TASK DETAILS →
Rewrite the data below as a numbered list, one line per item, without the blank lines. Leave the pictures out of your answer.

## START

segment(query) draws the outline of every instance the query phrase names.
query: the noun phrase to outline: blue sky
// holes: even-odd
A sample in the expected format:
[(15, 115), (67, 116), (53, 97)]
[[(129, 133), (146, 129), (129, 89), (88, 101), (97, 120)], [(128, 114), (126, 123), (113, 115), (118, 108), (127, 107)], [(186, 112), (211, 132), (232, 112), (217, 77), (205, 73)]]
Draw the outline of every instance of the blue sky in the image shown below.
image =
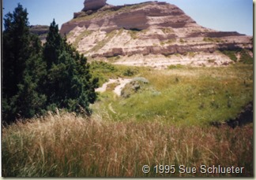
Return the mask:
[[(133, 4), (148, 0), (107, 0), (111, 5)], [(160, 1), (160, 0), (159, 0)], [(163, 0), (176, 5), (205, 28), (253, 35), (252, 0)], [(13, 12), (20, 2), (28, 13), (31, 25), (49, 25), (53, 18), (59, 28), (83, 9), (84, 0), (3, 0), (3, 14)]]

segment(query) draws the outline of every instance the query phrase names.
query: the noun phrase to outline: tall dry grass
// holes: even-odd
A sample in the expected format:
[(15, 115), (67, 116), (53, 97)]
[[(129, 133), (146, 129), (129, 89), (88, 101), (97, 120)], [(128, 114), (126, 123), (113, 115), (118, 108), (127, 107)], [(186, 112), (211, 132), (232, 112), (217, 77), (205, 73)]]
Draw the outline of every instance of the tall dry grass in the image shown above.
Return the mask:
[[(253, 127), (171, 127), (71, 113), (2, 128), (4, 177), (252, 176)], [(144, 174), (143, 165), (152, 171)], [(238, 174), (156, 174), (156, 164), (243, 167)]]

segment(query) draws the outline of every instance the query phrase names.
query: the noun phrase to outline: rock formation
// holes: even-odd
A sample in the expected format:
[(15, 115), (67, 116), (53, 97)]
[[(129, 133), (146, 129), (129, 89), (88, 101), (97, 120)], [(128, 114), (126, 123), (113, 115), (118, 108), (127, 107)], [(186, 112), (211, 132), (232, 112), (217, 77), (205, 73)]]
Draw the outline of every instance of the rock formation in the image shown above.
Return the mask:
[(60, 32), (88, 57), (130, 65), (228, 64), (220, 50), (253, 50), (252, 36), (205, 28), (176, 6), (158, 2), (82, 11)]
[(106, 5), (107, 0), (85, 0), (82, 11), (96, 10)]

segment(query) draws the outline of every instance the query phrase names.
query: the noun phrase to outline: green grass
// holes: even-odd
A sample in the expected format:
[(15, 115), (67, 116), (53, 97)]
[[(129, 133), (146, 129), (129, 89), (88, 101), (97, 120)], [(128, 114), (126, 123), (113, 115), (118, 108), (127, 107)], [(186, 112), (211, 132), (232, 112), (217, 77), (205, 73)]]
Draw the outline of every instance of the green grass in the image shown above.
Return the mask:
[(159, 119), (179, 126), (207, 126), (209, 122), (235, 118), (253, 101), (251, 65), (138, 70), (135, 76), (149, 79), (144, 90), (127, 92), (131, 94), (129, 98), (108, 94), (107, 98), (97, 102), (106, 109), (112, 105), (117, 112), (109, 111), (113, 119), (144, 122)]
[[(117, 84), (110, 84), (91, 106), (90, 117), (57, 110), (3, 127), (4, 177), (253, 176), (253, 124), (209, 126), (234, 118), (253, 100), (252, 64), (156, 70), (92, 62), (90, 67), (93, 76), (106, 81), (123, 77), (146, 83), (129, 97), (114, 94)], [(127, 72), (135, 73), (126, 76)], [(156, 173), (159, 164), (175, 165), (175, 173)], [(142, 172), (144, 165), (150, 167), (149, 174)], [(244, 171), (180, 174), (179, 165)]]
[[(2, 129), (4, 177), (234, 177), (253, 175), (253, 126), (173, 127), (49, 114)], [(153, 167), (175, 165), (175, 174)], [(144, 174), (142, 166), (152, 171)], [(180, 174), (179, 166), (244, 167), (242, 174)]]

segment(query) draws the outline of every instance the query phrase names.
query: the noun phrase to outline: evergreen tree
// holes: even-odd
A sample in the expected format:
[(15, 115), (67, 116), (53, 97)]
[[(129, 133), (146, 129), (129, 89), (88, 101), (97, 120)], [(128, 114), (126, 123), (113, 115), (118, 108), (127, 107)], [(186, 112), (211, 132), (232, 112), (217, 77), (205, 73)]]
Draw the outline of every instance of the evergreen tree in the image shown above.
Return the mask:
[(40, 112), (46, 101), (40, 93), (45, 74), (38, 37), (29, 32), (28, 13), (18, 4), (4, 19), (2, 58), (2, 119), (30, 118)]
[(89, 104), (96, 98), (98, 79), (92, 79), (86, 58), (61, 37), (55, 20), (49, 28), (43, 59), (47, 64), (43, 88), (47, 109), (89, 113)]

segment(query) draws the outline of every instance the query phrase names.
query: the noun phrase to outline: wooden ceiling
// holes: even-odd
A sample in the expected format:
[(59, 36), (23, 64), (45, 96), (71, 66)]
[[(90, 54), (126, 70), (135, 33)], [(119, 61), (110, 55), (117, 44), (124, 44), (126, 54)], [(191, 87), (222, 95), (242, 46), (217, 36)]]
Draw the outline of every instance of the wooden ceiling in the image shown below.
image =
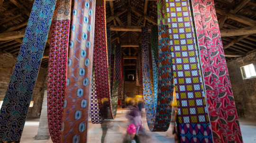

## END

SOLUTION TO THIS TASK →
1. segment(query) draws the outline of every instance the query phrase names.
2. query: the noun phrase to outline: blue sky
3. // holes: even-odd
4. A sample in the expected format:
5. [(15, 115), (67, 116), (53, 97)]
6. [[(129, 133), (146, 129), (129, 89), (88, 101), (97, 120)], [(128, 114), (126, 123), (113, 115), (118, 108), (127, 107)], [(186, 112), (211, 132), (232, 112), (217, 77), (205, 73)]]
7. Draw the outline of every instance of the blue sky in the image shown below.
8. image =
9. Return the mask:
10. [[(133, 4), (148, 0), (107, 0), (111, 5)], [(160, 1), (160, 0), (159, 0)], [(163, 0), (176, 5), (205, 28), (253, 35), (252, 0)], [(13, 12), (20, 2), (28, 13), (31, 25), (49, 25), (53, 18), (59, 28), (83, 9), (84, 0), (3, 0), (3, 14)]]
11. segment(query) draws the outline of every instance the query phrase names.
12. query: the noun phrase to outline: tall dry grass
13. // holes: even-odd
14. A sample in the expected format:
15. [(15, 115), (67, 116), (53, 97)]
16. [[(129, 133), (146, 129), (129, 89), (88, 101), (97, 120)], [(128, 114), (126, 123), (113, 115), (118, 108), (127, 107)], [(186, 112), (211, 132), (232, 112), (217, 77), (205, 73)]]
17. Draw the outline of every instance of the tall dry grass in the image shown above.
18. Return the mask:
19. [[(253, 127), (171, 127), (71, 113), (2, 128), (4, 177), (252, 176)], [(144, 174), (143, 165), (152, 171)], [(238, 174), (156, 174), (156, 164), (243, 167)]]
20. segment(query) draws the outline of every instance the query phrase names.
21. query: the noun phrase to outline: rock formation
22. // holes: even-odd
23. A sample in the expected format:
24. [(15, 115), (67, 116), (53, 97)]
25. [[(129, 133), (146, 129), (129, 89), (88, 101), (97, 120)], [(128, 114), (126, 123), (113, 115), (118, 108), (127, 107)], [(186, 112), (211, 132), (232, 112), (217, 77), (205, 73)]]
26. Draw the outline of every instance of the rock formation in the image shown above.
27. Return the mask:
28. [(60, 32), (88, 57), (130, 65), (228, 64), (220, 50), (253, 50), (252, 36), (205, 28), (176, 6), (158, 2), (82, 11)]
29. [(106, 5), (107, 0), (85, 0), (82, 11), (96, 10)]
30. segment(query) draws the outline of every instance the query phrase names.
31. query: the noun phrase to outline: green grass
32. // holes: even-odd
33. A sample in the expected format:
34. [(15, 115), (67, 116), (53, 97)]
35. [[(129, 133), (146, 129), (129, 89), (88, 101), (97, 120)], [(128, 114), (126, 123), (113, 115), (118, 108), (127, 107)], [(186, 112), (211, 132), (232, 112), (217, 77), (205, 73)]]
36. Draw the outline of every instance of the green grass in the image shown above.
37. Return the mask:
38. [(159, 119), (179, 126), (207, 126), (209, 122), (235, 118), (253, 101), (251, 65), (138, 70), (135, 76), (149, 79), (144, 90), (127, 92), (131, 94), (129, 98), (108, 94), (107, 98), (97, 102), (106, 109), (112, 105), (117, 112), (109, 111), (113, 119), (144, 122)]
39. [[(117, 84), (110, 84), (91, 106), (90, 117), (57, 110), (3, 127), (4, 177), (253, 176), (253, 124), (209, 126), (234, 118), (253, 100), (252, 64), (156, 70), (92, 62), (90, 67), (93, 76), (106, 81), (123, 77), (146, 83), (129, 97), (114, 94)], [(127, 72), (135, 73), (126, 76)], [(156, 173), (159, 164), (175, 165), (175, 173)], [(142, 172), (144, 165), (150, 167), (149, 174)], [(244, 171), (180, 174), (179, 165)]]
40. [[(2, 129), (4, 177), (234, 177), (253, 175), (253, 126), (173, 127), (49, 114)], [(153, 167), (175, 165), (175, 174)], [(144, 174), (142, 166), (152, 171)], [(180, 174), (179, 166), (244, 167), (242, 174)]]
41. segment(query) draws the outline of every instance the query phrase names.
42. query: the noun phrase to outline: evergreen tree
43. // holes: even-odd
44. A sample in the expected format:
45. [(15, 115), (67, 116), (53, 97)]
46. [[(129, 133), (146, 129), (129, 89), (88, 101), (97, 120)], [(128, 114), (126, 123), (113, 115), (118, 108), (127, 107)], [(186, 112), (211, 132), (232, 112), (217, 77), (205, 73)]]
47. Draw the outline of every instance of the evergreen tree in the image shown above.
48. Return the mask:
49. [(40, 112), (46, 101), (40, 93), (45, 74), (38, 37), (29, 32), (28, 13), (18, 4), (4, 19), (2, 58), (2, 119), (30, 118)]
50. [(89, 104), (96, 98), (98, 79), (92, 79), (86, 58), (61, 37), (55, 20), (49, 28), (43, 59), (47, 64), (43, 88), (47, 109), (89, 113)]
51. segment(query) draws the outline of every instance the query phrase names.
52. query: the noun phrase to outline: wooden ceiling
53. // holes: even-odd
54. A sample in the expected format:
55. [(59, 36), (23, 64), (45, 96), (71, 66)]
56. [[(90, 54), (126, 70), (135, 33)], [(119, 61), (110, 55), (117, 44), (124, 44), (126, 54)], [(191, 87), (222, 95), (242, 46), (217, 36)]]
57. Draw the outline of every instance of the wooden ceiling in the image shown below.
58. image =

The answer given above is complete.